■ **YOUR OBJECTIVE**: Which lines in the rows below contain the string "skin"? Pull out each one and copy it unchanged.

[Extracted rows]
================================
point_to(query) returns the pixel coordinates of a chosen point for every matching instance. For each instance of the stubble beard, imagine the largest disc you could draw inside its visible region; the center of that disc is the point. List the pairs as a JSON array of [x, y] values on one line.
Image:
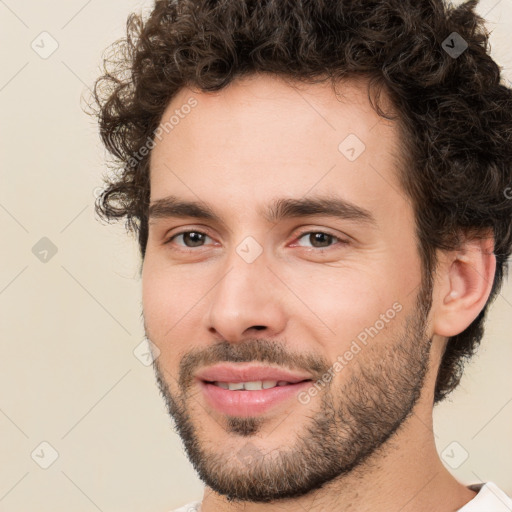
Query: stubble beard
[[353, 420]]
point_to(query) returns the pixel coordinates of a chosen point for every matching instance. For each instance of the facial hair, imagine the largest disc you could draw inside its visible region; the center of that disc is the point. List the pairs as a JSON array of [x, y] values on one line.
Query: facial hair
[[355, 417]]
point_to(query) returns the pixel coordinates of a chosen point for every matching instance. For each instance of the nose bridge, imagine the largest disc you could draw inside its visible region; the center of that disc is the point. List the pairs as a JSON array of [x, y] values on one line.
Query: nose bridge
[[243, 298]]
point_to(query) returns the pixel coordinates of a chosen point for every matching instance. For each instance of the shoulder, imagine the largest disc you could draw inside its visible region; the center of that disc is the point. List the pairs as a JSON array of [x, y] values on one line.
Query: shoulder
[[489, 498]]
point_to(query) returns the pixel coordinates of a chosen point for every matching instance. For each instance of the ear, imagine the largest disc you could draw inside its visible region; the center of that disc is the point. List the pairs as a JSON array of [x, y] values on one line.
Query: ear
[[465, 283]]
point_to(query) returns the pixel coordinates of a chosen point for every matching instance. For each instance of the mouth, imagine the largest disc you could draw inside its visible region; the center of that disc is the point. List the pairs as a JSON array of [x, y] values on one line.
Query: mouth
[[256, 385], [248, 390]]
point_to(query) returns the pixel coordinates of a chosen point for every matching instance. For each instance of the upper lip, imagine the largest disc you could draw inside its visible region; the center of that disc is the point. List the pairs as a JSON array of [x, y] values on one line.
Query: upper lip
[[248, 373]]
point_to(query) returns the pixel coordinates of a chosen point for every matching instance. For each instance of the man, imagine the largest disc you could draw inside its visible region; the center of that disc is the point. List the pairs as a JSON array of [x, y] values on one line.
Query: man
[[319, 193]]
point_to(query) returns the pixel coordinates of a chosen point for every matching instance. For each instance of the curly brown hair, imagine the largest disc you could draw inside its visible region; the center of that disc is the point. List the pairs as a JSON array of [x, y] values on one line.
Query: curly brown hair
[[454, 112]]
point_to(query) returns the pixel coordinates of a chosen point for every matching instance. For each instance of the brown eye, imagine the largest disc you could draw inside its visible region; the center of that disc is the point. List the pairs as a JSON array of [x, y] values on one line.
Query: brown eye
[[190, 238], [318, 239]]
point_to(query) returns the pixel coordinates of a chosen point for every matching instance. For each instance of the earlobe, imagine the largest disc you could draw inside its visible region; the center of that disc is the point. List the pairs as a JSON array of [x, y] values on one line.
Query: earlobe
[[468, 279]]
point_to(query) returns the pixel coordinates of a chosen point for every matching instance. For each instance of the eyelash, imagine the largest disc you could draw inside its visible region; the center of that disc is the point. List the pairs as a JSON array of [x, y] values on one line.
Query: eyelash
[[298, 236]]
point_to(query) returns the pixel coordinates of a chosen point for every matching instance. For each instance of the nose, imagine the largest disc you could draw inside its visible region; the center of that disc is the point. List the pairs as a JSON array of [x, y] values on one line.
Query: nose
[[247, 299]]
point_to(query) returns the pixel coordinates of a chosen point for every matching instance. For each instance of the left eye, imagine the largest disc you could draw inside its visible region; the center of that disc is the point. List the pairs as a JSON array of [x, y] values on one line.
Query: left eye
[[318, 239], [194, 237]]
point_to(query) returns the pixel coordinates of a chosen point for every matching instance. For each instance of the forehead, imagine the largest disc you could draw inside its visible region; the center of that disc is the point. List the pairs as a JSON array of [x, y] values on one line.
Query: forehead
[[263, 135]]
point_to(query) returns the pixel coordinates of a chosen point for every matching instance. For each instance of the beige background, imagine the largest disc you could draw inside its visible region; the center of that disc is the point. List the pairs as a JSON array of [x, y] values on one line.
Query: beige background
[[69, 327]]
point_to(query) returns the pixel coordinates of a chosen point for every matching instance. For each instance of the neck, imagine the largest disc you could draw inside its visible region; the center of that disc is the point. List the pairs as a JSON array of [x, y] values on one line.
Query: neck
[[405, 475]]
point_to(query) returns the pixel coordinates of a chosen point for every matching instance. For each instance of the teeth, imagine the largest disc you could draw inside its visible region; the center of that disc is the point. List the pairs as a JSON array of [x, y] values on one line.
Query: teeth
[[251, 386]]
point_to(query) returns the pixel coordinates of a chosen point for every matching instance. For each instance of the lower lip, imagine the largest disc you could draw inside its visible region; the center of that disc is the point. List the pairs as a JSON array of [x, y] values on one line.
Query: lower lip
[[249, 403]]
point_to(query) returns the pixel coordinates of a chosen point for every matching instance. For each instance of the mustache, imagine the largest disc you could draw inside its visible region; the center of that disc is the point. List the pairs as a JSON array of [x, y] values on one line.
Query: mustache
[[255, 350]]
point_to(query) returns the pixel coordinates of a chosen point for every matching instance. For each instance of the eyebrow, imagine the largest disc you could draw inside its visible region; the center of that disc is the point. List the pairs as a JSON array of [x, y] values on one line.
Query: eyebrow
[[282, 208]]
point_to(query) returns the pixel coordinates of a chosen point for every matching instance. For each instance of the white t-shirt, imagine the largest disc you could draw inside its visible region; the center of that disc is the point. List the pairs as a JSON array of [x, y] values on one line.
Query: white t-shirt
[[490, 498]]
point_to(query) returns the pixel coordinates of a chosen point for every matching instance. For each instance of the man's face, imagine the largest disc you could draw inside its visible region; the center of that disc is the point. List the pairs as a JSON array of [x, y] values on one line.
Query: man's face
[[290, 298]]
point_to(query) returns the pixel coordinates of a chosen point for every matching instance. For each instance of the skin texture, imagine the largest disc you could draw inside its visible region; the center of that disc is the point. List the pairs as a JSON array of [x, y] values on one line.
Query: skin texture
[[296, 304]]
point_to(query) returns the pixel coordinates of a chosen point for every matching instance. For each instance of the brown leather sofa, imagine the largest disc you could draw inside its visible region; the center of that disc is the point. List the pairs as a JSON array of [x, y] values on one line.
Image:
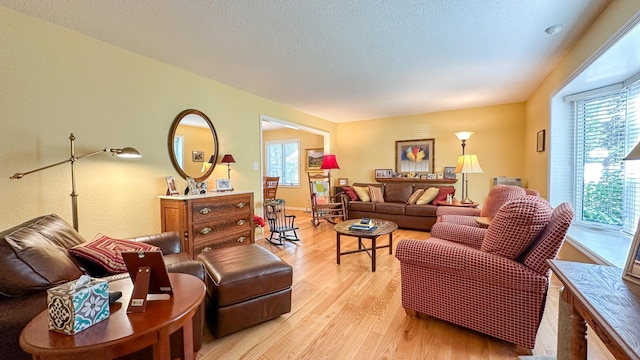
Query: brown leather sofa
[[395, 207], [34, 257]]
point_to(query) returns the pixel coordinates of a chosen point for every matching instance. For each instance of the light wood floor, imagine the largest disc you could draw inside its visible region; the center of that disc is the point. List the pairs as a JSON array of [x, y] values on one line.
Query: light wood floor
[[347, 312]]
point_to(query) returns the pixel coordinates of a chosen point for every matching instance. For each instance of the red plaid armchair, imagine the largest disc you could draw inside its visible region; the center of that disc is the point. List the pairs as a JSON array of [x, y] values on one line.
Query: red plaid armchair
[[498, 196], [493, 280]]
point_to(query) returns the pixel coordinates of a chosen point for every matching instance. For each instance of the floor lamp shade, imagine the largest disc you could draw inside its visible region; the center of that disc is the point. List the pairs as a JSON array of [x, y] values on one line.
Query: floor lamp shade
[[126, 152]]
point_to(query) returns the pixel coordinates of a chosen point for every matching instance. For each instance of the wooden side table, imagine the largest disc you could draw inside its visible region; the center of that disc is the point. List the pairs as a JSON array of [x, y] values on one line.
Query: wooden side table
[[597, 295], [123, 333]]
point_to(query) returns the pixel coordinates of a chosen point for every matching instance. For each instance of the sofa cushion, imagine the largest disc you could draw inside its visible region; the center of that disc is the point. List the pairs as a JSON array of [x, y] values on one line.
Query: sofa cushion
[[498, 196], [443, 191], [107, 252], [397, 192], [426, 210], [390, 208], [34, 257], [350, 193], [428, 196], [375, 193], [515, 226], [363, 193], [415, 196], [366, 206]]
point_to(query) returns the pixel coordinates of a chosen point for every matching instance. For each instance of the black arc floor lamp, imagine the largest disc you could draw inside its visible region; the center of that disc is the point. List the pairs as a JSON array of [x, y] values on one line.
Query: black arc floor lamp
[[124, 152]]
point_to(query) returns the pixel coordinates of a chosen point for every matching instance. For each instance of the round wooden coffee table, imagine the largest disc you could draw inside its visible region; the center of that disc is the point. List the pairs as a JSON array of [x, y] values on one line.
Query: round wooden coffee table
[[123, 333], [383, 227]]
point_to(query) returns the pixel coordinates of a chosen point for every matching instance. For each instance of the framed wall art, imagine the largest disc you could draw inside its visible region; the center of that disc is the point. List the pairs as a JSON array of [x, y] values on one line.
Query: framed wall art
[[540, 141], [313, 159], [383, 173], [415, 156]]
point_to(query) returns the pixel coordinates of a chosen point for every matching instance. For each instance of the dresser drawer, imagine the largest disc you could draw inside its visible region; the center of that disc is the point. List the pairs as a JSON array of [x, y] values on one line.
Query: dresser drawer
[[235, 239], [206, 208], [214, 227]]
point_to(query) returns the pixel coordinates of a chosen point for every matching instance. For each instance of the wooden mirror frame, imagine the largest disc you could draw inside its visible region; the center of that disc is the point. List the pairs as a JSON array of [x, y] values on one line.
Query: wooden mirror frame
[[172, 134]]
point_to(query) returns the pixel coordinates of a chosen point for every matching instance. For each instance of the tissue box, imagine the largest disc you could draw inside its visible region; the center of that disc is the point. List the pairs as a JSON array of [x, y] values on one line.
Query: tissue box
[[72, 309]]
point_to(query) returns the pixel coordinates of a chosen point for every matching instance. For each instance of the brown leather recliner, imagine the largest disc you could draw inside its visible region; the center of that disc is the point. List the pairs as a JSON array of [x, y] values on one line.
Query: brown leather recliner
[[34, 257]]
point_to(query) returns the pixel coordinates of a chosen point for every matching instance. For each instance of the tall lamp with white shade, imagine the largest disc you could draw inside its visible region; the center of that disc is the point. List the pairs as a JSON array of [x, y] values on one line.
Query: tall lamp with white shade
[[468, 164], [124, 152]]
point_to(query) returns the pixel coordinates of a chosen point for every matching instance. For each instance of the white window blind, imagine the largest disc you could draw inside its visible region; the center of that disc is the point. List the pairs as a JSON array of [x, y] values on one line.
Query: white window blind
[[607, 188], [283, 160]]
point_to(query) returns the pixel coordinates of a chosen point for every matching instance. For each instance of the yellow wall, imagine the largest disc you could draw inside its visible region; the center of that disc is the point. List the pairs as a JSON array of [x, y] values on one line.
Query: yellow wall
[[54, 81], [538, 108], [497, 140], [296, 197]]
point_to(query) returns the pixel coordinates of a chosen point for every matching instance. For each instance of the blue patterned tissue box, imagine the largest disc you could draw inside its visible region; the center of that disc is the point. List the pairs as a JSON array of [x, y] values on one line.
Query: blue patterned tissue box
[[77, 305]]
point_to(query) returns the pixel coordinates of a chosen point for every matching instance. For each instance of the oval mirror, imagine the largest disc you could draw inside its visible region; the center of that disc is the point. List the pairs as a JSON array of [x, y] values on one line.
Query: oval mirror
[[193, 145]]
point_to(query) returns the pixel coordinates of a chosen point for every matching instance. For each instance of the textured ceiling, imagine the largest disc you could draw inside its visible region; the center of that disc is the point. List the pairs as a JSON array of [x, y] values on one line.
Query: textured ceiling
[[343, 60]]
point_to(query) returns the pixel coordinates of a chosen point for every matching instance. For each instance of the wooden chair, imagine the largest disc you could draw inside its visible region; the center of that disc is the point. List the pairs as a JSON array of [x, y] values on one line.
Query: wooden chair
[[323, 205], [270, 187], [281, 225]]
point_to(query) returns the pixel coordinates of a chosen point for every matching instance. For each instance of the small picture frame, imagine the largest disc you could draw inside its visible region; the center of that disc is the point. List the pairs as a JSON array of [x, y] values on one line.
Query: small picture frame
[[172, 189], [193, 190], [383, 173], [197, 156], [540, 140], [223, 185], [450, 172], [202, 187]]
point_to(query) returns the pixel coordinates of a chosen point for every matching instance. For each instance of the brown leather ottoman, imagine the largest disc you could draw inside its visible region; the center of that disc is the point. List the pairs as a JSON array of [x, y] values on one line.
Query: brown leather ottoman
[[247, 285]]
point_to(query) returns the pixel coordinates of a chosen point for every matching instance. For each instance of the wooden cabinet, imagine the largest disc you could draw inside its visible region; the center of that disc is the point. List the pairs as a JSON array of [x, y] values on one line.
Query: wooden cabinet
[[210, 221]]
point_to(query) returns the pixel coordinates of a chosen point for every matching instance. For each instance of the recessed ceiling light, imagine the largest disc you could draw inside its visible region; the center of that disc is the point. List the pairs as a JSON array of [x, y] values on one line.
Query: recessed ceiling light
[[553, 29]]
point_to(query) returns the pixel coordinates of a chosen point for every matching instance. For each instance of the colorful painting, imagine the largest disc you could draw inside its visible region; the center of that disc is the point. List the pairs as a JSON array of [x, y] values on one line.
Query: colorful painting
[[415, 156]]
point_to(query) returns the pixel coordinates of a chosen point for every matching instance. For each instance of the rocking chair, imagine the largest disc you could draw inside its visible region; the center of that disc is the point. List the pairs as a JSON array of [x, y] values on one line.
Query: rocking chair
[[280, 224], [323, 205]]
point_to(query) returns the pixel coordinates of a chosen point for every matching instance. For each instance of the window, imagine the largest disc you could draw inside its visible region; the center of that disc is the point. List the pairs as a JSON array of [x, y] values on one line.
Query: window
[[607, 188], [283, 160]]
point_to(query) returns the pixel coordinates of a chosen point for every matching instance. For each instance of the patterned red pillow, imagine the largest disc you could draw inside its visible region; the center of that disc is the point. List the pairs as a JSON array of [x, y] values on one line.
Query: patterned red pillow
[[443, 191], [106, 252], [516, 225], [376, 194], [350, 193]]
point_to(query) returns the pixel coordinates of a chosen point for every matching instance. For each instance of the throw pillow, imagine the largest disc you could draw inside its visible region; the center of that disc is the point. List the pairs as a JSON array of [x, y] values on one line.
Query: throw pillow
[[415, 196], [363, 193], [106, 252], [516, 225], [350, 193], [443, 191], [427, 196], [375, 193]]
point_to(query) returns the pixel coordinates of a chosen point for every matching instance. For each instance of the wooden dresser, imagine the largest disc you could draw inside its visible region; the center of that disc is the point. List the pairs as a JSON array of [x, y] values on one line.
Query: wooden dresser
[[209, 221]]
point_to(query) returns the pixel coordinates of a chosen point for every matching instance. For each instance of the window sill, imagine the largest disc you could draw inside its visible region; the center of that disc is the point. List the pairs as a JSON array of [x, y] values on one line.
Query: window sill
[[600, 246]]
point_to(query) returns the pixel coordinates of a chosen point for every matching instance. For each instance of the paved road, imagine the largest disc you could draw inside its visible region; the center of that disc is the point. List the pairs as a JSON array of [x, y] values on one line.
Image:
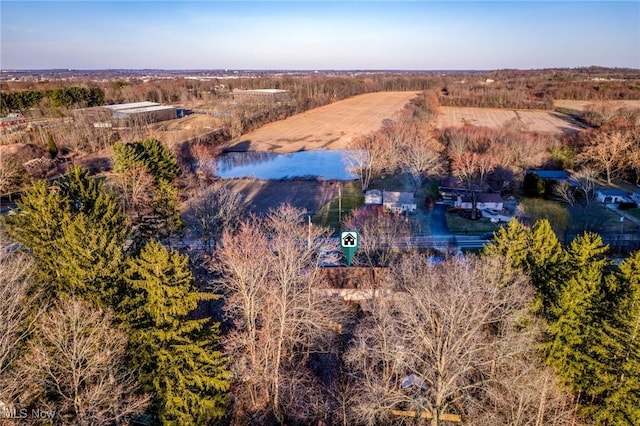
================================
■ **EXERCISE OUTPUT**:
point_to(query) returns the pixel coordinates of a chosen point for every matching instance. For each instance of the skin texture, imagine the largest disc you could draw inside its visible region; the center of that disc is the point. List the pairs as a JSON array of [x, y] values on one line.
Query: skin texture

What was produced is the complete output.